Bounding box annotation entries
================
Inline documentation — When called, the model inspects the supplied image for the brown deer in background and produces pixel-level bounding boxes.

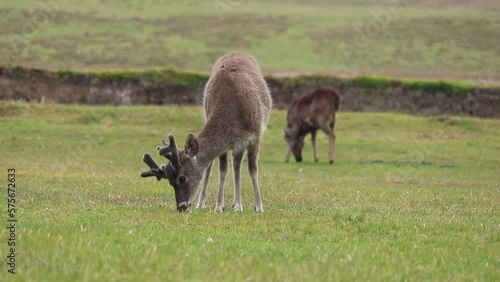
[283,89,342,164]
[141,53,272,212]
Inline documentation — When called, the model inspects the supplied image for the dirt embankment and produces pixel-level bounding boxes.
[0,67,500,118]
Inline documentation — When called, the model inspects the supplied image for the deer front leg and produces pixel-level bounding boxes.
[196,161,214,209]
[215,153,227,212]
[248,140,264,212]
[311,130,319,162]
[233,150,245,212]
[329,121,336,164]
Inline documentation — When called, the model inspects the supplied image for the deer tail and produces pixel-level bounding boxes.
[333,93,342,112]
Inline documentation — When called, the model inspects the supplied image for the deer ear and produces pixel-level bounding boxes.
[185,134,199,158]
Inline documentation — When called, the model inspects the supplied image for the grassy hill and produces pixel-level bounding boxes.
[0,102,500,281]
[0,0,500,83]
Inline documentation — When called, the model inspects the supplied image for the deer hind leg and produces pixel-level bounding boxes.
[196,162,214,209]
[248,139,264,212]
[285,146,292,163]
[215,153,227,212]
[233,150,245,212]
[321,121,335,164]
[311,130,319,162]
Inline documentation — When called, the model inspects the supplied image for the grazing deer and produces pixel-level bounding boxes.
[141,53,272,212]
[283,89,342,164]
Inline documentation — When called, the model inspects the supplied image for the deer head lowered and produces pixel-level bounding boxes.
[141,53,272,212]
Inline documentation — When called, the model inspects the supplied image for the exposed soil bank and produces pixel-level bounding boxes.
[0,67,500,118]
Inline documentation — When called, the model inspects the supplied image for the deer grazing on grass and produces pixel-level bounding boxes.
[141,53,272,212]
[283,89,342,164]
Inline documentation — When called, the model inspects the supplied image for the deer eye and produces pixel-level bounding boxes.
[179,175,186,184]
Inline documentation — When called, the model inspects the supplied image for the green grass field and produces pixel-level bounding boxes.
[0,102,500,281]
[0,0,500,84]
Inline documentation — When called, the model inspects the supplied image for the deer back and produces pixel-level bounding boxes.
[200,53,272,151]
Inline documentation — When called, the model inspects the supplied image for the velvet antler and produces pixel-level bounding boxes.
[141,153,168,181]
[157,134,181,169]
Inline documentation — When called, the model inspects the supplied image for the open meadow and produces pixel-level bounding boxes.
[0,0,500,84]
[0,101,500,281]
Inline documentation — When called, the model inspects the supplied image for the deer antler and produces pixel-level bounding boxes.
[141,153,168,181]
[157,134,181,169]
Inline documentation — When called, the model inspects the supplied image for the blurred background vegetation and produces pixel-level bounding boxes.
[0,0,500,84]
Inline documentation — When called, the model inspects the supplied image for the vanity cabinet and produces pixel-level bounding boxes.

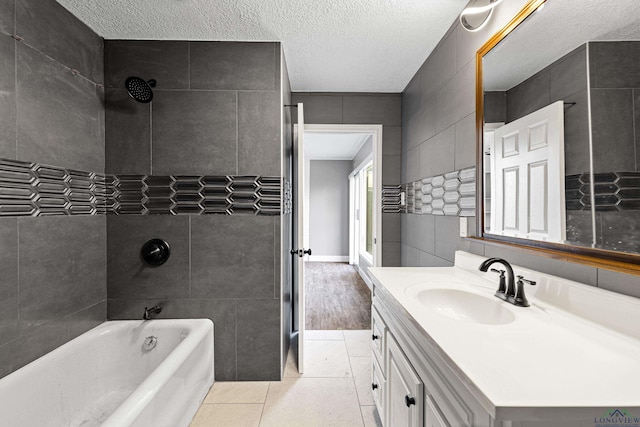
================
:: WORK TO BE COMPLETED ::
How many lines of the data above contain the string "antler"? Reply with the number only.

:: SOLUTION BELOW ::
2